◆ Quoted text

-- START --

# Rope around the Earth

Rope around the Earth

This is a puzzle about by how much a rope tied taut around the equator must be lengthened so that there is a one foot gap at all points between the rope and the Earth if the rope is made to hover. Although finding the answer requires only basic geometry, even professional mathematicians find the answer strangely counter-intuitive. There is a related problem about stretching the rope taut again where the answer is even more surprising. A question similar to the first appeared in William Whiston's The Elements of Euclid circa 1702.

# Basic Description

In this puzzle, we treat the Earth as though it were a prefect sphere, even though it actually bulges toward the equator. Suppose a rope was tied taut around the Earth's equator. It would have the same circumference as the Earth (24,901.55 miles). The question is: by how much would the rope have to be lengthened so that, if made to hover, it would be one foot off the ground at all points around the Earth?
Image 1[1]. The lengthened rope lifted by a point. Image not to scale.

Despite the enormous size of the Earth, and the 1 foot gap around the entire circumference, the rope would have to be lengthened by a mere 2π feet, or roughly 6.28 feet.

In fact, 2π feet is the answer regardless of the size of the ball around which the rope is wrapped.

Just as bizarre is what happens when one point on the lengthened rope is lifted up so that the rope is taut again, as in Image 1. The maximum clearance under the rope proves to be quite large. For the specific case of a rope looped around the Earth, a 2π foot extension would provide 614.771 feet of clearance if the rope were lifted. This is enough room to fit two Statues of Liberty under it, base and all. Unlike the previous question, however, this result is dependent on the size of the ball.

# A More Mathematical Explanation

Note: understanding of this explanation requires: *High-school algebra and High-school geometry

The circumference of a circle is given by the equation: $C=2\pi\,\!r$, whe [...]

The circumference of a circle is given by the equation: $C=2\pi\,\!r$, where r is the radius.
Image 2. Image not to scale.

In Image 2:

• Lrope 2 is the length of the extended rope.
• Cearth is the Circumference of the Earth and the original length of the rope (Lrope 1).

-- END --

◆ Information given
-- START --

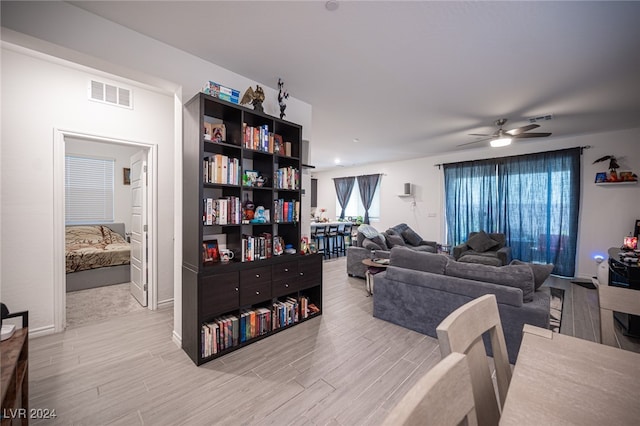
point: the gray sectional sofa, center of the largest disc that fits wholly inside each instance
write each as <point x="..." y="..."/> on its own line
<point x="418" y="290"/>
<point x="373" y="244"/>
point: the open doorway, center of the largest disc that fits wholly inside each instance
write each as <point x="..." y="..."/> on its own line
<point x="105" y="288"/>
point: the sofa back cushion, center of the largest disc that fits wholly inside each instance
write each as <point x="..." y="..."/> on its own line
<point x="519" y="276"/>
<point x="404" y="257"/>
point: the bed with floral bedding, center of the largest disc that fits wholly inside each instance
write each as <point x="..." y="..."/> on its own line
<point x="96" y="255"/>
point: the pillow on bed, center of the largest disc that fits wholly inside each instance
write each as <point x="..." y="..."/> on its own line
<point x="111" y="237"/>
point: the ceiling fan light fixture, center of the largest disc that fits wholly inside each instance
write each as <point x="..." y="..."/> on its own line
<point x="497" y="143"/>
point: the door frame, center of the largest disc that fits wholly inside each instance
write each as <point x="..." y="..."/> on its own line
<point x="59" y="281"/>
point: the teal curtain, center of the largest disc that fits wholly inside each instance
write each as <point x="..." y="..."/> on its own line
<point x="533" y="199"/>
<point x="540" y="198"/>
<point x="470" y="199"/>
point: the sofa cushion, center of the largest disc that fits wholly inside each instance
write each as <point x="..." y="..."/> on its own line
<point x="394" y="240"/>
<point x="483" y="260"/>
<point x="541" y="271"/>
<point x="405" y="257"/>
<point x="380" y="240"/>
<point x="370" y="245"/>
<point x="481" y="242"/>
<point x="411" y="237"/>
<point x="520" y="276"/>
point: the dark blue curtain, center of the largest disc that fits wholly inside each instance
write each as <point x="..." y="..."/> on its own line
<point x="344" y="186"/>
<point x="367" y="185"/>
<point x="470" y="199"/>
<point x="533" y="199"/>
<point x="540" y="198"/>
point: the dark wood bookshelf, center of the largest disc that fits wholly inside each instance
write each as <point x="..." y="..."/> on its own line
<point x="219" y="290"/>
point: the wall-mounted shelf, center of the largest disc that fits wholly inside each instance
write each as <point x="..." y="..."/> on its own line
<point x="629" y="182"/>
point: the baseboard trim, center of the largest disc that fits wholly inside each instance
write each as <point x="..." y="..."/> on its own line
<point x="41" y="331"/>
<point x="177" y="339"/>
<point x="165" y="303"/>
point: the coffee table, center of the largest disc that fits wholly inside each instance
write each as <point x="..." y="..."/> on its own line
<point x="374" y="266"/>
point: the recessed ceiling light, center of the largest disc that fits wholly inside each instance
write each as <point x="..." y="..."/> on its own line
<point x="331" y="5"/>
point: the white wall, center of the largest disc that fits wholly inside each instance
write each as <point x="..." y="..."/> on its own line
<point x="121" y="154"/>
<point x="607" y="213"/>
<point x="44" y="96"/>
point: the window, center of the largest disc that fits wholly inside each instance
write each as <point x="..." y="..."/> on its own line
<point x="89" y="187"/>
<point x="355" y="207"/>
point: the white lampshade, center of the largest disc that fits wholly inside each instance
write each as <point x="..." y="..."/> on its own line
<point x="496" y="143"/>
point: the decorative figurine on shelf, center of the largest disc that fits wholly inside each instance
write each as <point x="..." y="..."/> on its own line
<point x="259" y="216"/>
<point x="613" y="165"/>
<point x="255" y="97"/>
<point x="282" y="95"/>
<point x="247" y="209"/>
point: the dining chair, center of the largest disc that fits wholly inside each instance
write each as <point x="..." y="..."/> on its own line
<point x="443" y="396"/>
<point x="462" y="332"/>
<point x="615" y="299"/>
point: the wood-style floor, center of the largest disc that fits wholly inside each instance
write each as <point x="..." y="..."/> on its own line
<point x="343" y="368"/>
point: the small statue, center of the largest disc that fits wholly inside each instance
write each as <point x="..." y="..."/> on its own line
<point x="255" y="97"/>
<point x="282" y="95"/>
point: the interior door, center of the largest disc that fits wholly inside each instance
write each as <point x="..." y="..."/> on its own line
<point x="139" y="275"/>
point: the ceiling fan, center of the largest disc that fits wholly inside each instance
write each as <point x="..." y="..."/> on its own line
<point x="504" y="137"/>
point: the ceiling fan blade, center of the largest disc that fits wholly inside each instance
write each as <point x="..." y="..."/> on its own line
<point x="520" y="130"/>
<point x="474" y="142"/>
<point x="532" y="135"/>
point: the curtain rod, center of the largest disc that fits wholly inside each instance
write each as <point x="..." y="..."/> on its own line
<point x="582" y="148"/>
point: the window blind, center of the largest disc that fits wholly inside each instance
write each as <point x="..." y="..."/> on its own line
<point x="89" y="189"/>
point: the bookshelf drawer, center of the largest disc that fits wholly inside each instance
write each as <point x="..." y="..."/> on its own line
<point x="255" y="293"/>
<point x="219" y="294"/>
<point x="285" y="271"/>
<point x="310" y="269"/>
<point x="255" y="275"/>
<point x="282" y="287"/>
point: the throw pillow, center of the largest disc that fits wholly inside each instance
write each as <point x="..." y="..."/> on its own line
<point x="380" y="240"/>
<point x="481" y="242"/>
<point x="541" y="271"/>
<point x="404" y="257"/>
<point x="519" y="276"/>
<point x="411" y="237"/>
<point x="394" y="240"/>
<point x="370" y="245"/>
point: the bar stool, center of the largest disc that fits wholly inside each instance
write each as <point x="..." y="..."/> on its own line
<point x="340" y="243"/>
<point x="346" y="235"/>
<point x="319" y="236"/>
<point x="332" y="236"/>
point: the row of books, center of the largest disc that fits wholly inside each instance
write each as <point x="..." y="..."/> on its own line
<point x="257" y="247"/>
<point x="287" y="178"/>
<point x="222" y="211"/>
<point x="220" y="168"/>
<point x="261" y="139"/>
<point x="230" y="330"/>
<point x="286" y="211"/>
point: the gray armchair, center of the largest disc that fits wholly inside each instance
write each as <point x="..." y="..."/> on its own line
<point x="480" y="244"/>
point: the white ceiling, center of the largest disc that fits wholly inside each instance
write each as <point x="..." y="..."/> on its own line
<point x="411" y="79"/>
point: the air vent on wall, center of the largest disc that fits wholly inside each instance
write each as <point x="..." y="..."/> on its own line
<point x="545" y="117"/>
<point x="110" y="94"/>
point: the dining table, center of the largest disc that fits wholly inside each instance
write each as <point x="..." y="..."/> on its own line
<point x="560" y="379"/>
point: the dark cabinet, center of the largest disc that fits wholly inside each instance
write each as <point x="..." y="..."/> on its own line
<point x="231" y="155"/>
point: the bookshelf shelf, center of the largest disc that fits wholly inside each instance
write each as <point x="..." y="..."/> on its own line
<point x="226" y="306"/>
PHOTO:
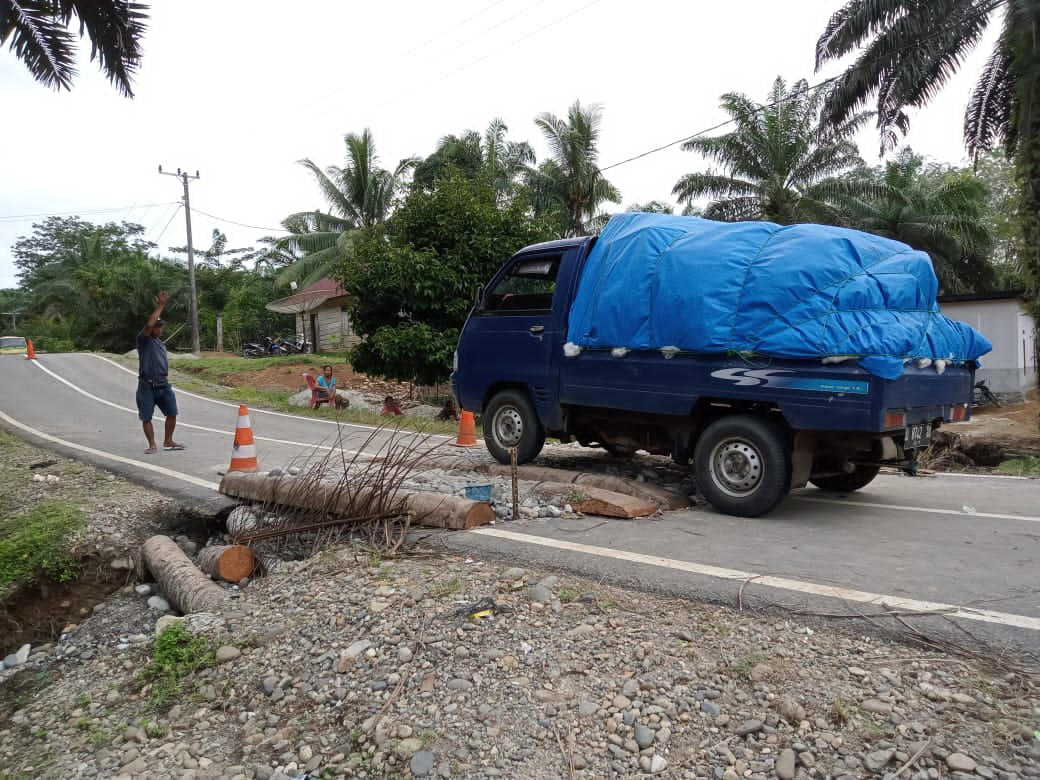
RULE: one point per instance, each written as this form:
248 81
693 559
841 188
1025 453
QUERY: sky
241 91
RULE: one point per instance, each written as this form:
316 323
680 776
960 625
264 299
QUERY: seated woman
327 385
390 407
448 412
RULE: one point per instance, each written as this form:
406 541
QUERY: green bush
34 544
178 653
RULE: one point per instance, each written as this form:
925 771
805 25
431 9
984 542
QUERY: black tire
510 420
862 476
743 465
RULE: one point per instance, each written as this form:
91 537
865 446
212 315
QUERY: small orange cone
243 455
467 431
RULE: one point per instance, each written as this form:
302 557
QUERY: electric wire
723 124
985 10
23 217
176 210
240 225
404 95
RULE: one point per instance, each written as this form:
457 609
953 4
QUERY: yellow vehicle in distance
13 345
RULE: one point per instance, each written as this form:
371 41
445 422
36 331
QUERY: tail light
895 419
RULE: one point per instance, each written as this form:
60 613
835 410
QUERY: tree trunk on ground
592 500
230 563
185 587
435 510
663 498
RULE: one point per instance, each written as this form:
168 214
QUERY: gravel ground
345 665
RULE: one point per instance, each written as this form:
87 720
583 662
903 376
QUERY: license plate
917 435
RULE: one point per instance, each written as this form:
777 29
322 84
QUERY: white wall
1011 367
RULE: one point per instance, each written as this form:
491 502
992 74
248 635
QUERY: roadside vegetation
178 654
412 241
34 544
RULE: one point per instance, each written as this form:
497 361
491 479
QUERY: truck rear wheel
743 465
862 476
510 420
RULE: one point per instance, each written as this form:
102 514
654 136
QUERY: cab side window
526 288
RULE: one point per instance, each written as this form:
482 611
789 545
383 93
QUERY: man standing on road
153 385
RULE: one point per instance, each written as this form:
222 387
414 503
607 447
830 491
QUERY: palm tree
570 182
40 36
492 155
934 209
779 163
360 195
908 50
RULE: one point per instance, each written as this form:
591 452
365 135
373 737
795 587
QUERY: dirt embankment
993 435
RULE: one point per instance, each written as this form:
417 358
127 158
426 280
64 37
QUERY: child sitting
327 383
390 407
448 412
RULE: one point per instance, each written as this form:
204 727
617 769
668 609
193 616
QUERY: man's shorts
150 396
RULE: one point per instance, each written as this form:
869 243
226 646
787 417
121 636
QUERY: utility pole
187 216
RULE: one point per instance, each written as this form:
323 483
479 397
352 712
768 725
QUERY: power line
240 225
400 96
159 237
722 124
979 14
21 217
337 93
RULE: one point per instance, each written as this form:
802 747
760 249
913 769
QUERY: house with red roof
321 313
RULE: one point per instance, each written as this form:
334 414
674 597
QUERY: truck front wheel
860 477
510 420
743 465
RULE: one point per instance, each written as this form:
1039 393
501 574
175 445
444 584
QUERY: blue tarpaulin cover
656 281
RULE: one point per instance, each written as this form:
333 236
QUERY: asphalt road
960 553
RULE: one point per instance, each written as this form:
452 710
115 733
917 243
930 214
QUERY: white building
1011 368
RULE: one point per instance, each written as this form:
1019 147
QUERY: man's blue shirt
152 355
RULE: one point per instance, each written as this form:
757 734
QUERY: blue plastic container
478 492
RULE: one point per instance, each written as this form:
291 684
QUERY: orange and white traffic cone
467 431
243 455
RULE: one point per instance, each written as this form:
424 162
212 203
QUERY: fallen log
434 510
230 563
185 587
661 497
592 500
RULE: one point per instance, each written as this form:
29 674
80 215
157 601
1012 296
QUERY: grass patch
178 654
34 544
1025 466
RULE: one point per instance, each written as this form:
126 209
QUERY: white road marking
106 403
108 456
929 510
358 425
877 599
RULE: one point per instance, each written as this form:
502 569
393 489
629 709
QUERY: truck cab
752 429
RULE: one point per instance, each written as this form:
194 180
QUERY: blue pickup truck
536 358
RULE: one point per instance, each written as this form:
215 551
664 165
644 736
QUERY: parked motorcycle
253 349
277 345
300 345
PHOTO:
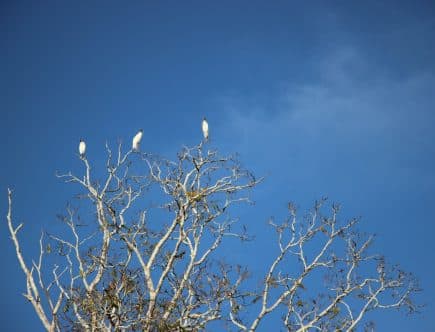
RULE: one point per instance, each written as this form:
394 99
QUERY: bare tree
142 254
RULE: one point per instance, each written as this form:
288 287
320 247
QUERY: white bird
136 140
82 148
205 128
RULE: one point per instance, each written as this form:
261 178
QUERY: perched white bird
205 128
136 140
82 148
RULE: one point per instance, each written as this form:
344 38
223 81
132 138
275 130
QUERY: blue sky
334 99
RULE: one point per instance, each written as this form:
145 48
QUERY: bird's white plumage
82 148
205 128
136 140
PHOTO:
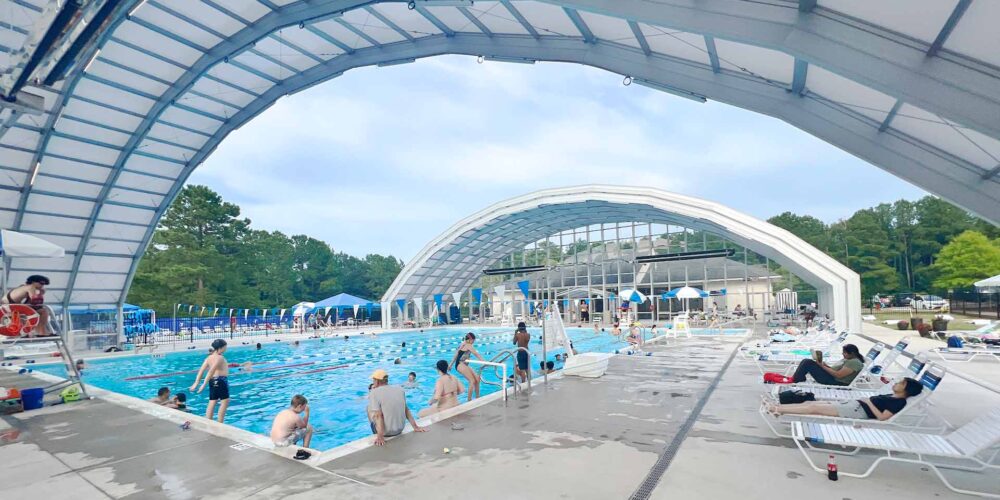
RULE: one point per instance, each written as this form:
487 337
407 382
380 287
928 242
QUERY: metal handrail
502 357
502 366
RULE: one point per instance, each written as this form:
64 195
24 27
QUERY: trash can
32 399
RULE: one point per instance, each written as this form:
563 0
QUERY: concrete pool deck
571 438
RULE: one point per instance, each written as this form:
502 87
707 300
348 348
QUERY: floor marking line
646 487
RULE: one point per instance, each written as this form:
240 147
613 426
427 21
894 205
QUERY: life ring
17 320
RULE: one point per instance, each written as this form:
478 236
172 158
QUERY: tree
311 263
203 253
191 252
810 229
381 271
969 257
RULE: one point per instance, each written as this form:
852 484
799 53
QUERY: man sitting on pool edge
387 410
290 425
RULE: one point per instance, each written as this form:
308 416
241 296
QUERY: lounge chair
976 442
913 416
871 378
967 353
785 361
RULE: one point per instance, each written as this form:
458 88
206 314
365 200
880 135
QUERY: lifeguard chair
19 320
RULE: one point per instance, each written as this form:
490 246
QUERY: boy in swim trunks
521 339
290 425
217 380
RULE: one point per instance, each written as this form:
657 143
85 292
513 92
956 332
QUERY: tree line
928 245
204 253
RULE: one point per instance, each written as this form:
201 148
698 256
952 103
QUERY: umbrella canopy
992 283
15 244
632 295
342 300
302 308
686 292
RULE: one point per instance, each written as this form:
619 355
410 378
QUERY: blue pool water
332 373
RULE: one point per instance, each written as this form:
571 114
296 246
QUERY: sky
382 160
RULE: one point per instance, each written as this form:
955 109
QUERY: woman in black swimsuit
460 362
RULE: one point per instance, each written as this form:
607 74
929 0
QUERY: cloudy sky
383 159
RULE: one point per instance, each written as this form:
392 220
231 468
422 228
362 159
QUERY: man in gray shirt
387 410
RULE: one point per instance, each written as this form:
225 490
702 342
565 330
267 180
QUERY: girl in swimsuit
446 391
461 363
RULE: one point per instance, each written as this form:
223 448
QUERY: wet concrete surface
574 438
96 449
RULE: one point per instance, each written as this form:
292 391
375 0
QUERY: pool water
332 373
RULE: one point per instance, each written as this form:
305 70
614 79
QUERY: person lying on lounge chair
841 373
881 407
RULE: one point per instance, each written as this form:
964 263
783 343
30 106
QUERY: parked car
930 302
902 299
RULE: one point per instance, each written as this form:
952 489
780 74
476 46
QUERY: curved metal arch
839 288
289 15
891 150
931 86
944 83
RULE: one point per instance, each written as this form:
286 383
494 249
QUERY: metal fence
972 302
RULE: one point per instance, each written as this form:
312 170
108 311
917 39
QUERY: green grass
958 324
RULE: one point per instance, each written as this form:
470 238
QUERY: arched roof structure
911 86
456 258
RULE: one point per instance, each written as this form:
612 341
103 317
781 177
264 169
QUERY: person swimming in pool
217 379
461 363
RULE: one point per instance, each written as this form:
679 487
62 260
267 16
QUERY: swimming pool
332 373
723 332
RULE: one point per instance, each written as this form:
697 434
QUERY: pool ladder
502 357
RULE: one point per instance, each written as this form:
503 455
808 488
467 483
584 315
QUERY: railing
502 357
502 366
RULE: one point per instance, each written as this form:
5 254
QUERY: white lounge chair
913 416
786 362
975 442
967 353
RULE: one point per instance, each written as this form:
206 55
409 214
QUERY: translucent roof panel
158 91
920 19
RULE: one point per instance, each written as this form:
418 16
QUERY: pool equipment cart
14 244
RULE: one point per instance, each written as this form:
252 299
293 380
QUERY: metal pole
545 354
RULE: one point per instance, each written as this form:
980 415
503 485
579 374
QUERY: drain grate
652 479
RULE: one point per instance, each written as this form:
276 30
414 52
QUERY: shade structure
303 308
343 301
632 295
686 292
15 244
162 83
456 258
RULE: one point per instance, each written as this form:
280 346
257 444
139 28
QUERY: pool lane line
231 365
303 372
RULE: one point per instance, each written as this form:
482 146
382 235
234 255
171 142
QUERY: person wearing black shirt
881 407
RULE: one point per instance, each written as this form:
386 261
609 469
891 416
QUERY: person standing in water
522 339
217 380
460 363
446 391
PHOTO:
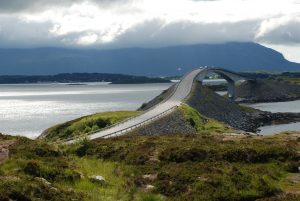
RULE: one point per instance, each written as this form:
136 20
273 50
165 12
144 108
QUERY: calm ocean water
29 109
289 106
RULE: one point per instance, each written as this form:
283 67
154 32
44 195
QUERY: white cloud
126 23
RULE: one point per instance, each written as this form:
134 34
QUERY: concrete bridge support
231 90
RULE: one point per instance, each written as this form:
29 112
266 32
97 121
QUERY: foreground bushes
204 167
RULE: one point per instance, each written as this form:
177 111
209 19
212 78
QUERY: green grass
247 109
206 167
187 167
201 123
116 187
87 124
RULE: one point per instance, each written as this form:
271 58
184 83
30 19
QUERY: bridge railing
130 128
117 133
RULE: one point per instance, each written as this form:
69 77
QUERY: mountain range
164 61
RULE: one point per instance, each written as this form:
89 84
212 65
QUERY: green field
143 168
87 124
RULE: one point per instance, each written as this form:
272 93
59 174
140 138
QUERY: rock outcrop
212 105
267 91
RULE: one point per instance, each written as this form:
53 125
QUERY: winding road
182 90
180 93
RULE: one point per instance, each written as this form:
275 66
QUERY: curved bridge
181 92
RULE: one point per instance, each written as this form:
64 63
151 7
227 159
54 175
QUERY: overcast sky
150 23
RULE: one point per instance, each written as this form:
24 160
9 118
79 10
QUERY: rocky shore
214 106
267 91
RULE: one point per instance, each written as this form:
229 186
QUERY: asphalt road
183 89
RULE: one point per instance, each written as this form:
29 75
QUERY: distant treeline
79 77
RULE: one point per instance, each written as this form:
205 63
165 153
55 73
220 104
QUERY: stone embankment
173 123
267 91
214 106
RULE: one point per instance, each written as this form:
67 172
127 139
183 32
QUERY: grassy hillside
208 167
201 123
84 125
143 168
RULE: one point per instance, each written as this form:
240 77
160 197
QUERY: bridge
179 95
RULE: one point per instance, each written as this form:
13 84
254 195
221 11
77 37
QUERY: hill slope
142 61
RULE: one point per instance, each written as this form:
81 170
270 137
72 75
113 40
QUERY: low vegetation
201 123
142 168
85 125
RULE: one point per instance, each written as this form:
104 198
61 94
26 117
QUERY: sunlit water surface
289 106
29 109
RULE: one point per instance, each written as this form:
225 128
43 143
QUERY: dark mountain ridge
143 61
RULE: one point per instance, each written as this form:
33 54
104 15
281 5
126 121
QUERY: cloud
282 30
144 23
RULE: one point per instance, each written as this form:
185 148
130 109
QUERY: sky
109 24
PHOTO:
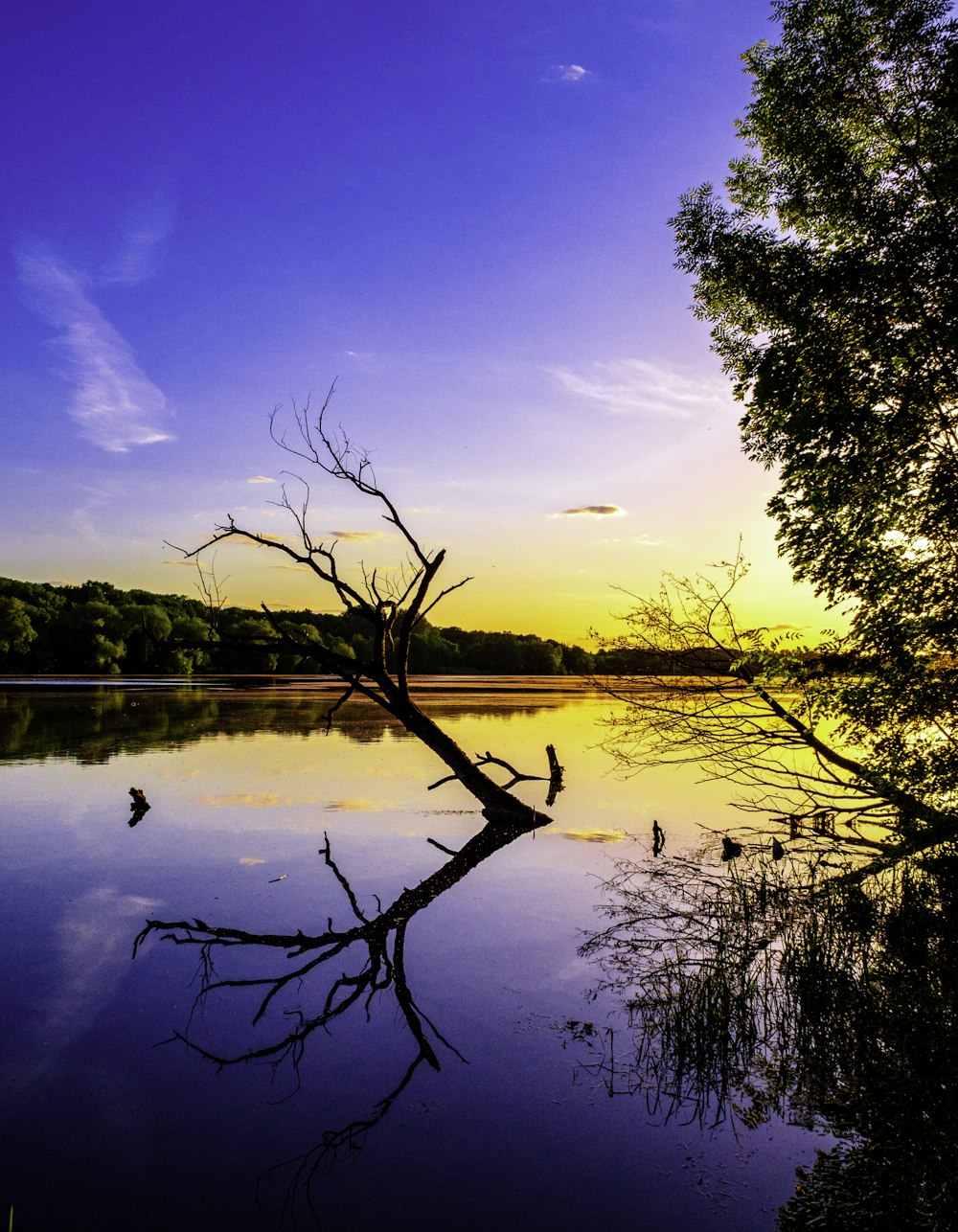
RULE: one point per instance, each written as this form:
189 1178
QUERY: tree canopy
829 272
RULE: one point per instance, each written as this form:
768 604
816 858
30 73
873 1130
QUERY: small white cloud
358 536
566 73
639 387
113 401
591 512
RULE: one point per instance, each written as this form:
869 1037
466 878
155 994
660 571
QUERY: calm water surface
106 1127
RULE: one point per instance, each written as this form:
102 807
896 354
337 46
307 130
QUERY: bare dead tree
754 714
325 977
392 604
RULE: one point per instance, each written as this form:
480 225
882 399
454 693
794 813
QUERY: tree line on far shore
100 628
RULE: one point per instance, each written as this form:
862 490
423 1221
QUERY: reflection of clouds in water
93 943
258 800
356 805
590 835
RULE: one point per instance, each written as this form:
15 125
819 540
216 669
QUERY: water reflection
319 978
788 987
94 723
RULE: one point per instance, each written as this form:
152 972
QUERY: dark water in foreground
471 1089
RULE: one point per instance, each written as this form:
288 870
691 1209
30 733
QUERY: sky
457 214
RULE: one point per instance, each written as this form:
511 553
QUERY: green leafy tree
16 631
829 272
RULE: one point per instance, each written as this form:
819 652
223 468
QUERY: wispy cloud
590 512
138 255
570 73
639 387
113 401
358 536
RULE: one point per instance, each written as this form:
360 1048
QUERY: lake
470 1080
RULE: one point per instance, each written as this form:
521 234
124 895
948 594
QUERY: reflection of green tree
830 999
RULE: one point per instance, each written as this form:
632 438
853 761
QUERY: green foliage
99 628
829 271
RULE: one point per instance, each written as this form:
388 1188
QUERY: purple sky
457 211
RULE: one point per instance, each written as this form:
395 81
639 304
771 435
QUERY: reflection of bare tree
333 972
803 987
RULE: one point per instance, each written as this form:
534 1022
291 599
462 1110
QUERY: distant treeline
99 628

-- END --

◆ Exercise A
Does each statement agree with the rope puzzle page? Answer yes or no and quote the deciding words. (i) The amount the rope must be lengthened depends on the size of the ball. (ii) Lifting the lengthened rope at one point on the Earth would give more than 600 feet of clearance. (iii) A similar question appeared in a book from around 1702.
◆ Exercise B
According to the rope puzzle page, what is the Earth's circumference?
◆ Exercise C
Print the part of the rope puzzle page starting with "# Basic Description" and going on through "roughly 6.28 feet.".

◆ Correct result A
(i) No: "2π feet is the answer regardless of the size of the ball around which the rope is wrapped."
(ii) Yes: "a 2π foot extension would provide 614.771 feet of clearance if the rope were lifted."
(iii) Yes: "A question similar to the first appeared in William Whiston's The Elements of Euclid circa 1702."

◆ Correct result B
24,901.55 miles.

◆ Correct result C
# Basic Description

In this puzzle, we treat the Earth as though it were a prefect sphere, even though it actually bulges toward the equator. Suppose a rope was tied taut around the Earth's equator. It would have the same circumference as the Earth (24,901.55 miles). The question is: by how much would the rope have to be lengthened so that, if made to hover, it would be one foot off the ground at all points around the Earth?
Image 1[1]. The lengthened rope lifted by a point. Image not to scale.

Despite the enormous size of the Earth, and the 1 foot gap around the entire circumference, the rope would have to be lengthened by a mere 2π feet, or roughly 6.28 feet.